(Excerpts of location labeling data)
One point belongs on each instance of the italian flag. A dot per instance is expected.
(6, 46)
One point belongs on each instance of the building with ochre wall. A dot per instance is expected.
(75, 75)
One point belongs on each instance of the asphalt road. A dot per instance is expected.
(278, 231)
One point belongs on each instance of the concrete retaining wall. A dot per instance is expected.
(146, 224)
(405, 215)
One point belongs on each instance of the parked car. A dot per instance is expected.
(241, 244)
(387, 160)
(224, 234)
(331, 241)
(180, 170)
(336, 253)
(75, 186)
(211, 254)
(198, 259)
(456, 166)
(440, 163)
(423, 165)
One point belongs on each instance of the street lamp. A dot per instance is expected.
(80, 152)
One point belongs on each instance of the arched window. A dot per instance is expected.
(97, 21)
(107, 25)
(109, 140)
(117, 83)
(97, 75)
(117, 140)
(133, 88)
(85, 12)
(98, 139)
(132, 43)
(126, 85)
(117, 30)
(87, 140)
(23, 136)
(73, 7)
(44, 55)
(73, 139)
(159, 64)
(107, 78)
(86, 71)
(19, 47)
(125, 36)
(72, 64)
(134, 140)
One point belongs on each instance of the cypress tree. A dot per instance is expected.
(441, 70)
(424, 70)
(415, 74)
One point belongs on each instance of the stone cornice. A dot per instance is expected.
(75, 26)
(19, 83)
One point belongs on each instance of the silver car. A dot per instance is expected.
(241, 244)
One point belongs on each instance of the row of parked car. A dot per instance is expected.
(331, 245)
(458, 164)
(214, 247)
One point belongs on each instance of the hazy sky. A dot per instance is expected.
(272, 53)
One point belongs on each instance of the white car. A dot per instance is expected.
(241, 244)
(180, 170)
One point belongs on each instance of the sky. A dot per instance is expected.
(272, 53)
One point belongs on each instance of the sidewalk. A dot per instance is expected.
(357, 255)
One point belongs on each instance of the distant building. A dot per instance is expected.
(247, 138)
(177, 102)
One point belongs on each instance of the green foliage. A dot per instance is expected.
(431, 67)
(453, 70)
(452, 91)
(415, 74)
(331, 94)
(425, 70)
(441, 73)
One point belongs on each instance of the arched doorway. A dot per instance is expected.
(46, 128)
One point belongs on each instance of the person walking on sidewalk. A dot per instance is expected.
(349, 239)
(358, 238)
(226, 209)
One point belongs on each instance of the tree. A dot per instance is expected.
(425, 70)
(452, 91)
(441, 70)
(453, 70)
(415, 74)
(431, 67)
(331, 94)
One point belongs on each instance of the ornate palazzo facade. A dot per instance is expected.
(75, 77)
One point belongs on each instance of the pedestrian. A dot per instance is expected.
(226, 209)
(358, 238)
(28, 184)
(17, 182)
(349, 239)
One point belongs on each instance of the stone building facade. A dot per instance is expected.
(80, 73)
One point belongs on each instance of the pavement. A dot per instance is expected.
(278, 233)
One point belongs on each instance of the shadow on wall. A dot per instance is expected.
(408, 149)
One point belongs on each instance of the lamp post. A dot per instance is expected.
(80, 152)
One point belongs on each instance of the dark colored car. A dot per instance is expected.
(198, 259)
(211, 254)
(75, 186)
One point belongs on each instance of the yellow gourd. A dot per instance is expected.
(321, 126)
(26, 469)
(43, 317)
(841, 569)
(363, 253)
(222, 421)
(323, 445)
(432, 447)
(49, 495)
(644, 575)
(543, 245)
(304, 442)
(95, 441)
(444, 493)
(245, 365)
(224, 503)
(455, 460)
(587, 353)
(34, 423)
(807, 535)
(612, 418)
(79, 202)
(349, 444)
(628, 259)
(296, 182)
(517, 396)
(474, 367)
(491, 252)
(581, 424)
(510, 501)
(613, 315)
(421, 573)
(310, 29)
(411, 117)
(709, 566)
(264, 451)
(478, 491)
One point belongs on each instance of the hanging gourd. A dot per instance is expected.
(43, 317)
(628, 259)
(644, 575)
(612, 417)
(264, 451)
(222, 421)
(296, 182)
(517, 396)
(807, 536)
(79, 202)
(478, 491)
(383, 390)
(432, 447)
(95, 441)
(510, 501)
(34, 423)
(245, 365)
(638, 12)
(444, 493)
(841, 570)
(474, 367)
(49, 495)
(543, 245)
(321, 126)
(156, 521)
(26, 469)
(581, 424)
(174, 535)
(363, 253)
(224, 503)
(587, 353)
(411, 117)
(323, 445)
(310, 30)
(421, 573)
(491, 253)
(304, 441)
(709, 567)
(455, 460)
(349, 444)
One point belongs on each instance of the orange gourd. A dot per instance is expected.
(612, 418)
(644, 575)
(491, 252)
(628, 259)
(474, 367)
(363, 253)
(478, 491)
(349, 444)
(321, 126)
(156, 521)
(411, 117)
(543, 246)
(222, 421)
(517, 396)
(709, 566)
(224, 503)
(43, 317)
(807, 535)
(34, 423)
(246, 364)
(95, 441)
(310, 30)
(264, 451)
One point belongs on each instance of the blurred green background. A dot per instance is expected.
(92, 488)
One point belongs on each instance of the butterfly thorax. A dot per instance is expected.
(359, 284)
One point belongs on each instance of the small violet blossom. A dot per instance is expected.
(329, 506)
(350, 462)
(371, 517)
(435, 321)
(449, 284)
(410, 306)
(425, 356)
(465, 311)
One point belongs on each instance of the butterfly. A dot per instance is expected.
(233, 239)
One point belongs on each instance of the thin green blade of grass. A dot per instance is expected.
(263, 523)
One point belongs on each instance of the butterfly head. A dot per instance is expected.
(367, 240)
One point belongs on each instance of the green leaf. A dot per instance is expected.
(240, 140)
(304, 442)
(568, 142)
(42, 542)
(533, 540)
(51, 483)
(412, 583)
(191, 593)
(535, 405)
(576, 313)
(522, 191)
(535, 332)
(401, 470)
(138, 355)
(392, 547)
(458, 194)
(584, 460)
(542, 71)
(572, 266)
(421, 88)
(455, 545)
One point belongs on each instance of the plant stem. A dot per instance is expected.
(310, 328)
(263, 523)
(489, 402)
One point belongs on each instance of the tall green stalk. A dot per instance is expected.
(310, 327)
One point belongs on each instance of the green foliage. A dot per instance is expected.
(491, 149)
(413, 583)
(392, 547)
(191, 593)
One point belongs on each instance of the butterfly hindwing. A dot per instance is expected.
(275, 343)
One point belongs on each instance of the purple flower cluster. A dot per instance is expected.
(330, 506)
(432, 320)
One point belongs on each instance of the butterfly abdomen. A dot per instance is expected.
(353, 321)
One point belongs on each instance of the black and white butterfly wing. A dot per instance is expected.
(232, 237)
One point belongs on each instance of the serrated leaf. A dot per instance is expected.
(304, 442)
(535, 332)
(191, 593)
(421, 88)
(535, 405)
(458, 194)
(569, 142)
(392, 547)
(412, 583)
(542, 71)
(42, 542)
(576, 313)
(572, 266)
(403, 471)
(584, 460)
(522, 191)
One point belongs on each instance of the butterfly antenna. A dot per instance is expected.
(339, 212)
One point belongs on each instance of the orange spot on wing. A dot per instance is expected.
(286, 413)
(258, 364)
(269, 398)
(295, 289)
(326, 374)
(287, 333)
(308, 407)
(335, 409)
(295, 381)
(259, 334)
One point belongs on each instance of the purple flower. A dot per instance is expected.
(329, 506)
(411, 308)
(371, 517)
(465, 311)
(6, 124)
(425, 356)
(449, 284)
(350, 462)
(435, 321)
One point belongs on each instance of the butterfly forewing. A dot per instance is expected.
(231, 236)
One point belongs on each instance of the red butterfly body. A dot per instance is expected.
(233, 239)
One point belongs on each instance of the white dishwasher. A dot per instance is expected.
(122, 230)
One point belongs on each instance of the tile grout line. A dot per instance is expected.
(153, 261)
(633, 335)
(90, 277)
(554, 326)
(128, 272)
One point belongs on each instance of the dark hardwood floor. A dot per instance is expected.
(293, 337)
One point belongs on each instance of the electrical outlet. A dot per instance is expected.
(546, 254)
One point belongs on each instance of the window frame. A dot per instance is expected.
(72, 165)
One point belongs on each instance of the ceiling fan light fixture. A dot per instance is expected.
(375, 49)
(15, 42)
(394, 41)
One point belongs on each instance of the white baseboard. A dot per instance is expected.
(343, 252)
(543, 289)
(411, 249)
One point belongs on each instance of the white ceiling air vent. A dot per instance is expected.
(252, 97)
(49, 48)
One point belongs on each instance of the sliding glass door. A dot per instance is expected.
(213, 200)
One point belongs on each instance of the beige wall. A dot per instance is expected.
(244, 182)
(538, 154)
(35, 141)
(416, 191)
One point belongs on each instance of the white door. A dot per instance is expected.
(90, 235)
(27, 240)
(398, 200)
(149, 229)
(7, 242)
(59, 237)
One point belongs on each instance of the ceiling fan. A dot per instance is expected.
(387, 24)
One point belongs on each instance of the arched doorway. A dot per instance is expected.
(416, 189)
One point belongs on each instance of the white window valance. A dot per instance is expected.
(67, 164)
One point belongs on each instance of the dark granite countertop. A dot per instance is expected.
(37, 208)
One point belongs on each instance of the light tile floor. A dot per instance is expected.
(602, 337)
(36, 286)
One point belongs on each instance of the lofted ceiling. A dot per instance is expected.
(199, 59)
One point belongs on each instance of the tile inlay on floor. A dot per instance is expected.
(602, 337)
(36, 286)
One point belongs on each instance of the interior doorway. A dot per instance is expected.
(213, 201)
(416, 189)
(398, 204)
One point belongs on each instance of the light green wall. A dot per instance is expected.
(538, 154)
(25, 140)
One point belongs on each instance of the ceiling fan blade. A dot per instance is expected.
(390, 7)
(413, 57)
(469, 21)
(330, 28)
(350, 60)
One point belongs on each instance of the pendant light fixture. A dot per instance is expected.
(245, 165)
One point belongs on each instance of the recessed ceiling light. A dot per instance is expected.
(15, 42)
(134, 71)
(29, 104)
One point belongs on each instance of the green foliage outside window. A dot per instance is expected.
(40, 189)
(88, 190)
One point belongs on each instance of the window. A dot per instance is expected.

> Instructions for the task: Set down exactly what runs from the line with "One point belongs on each instance of the ceiling fan." to the last line of the data above, including both of those lines and no others.

> Correct result:
One point belongs on each instance of the ceiling fan. A dot per instance is expected.
(387, 24)
One point belongs on each instance of the arched doorway. A dot per instance is expected.
(416, 189)
One point belongs on each instance of the white window valance. A dot per instance is expected.
(67, 164)
One point belongs on each instance of the dark granite countertop. A dot per instance is expected.
(37, 208)
One point belongs on each instance of the light tile floor. A dot per instance is expected.
(602, 337)
(36, 286)
One point belongs on each instance of the lofted ceiling. A dot per instance is expected.
(199, 59)
One point belongs on each instance of the tile inlay on floor. A dot per instance is expected.
(602, 337)
(36, 286)
One point belongs on each instance of the interior doorway. A dot per instance is expected.
(213, 201)
(416, 189)
(398, 204)
One point belongs on each instance of the light green wall. A dot per instance is expected.
(538, 154)
(25, 140)
One point belongs on each instance of the ceiling fan blade. A dot per instance is expected.
(390, 7)
(413, 57)
(469, 21)
(330, 28)
(350, 60)
One point belongs on each instance of the pendant light fixture. A dot per instance is expected.
(245, 165)
One point belongs on each instance of the recessed ceiling light. A dot per instance is expected.
(15, 42)
(134, 71)
(29, 104)
One point belongs on each instance of the green foliage outside window. A dot per instance is expected.
(40, 189)
(88, 190)
One point belongs on each instance of the window. A dot per instance is expected.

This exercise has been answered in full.